_DO THIS:_ What is needed here is an exact copy of every entry.

_RECORDS PROVIDED:_
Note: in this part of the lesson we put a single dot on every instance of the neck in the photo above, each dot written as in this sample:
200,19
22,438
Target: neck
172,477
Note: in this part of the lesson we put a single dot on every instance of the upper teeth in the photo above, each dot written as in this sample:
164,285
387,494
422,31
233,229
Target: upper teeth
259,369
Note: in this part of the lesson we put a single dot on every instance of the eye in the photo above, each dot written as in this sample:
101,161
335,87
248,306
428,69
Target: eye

_IN RESPONSE:_
Note: in this part of the lesson we put a single dot on every instance of the neck in the photo above, each dot written as in this sample:
200,19
22,438
Target: neck
172,477
Note: in this part of the lesson we put a single dot on every instance of the upper teeth in the photo above, each dot written as in this sample:
164,285
387,494
422,31
233,229
Target: upper teeth
259,369
Note: in this part of the lesson we put a single dot on every instance of the eye in the photo above, each dot written as in this sample:
101,161
335,87
248,306
428,69
Target: eye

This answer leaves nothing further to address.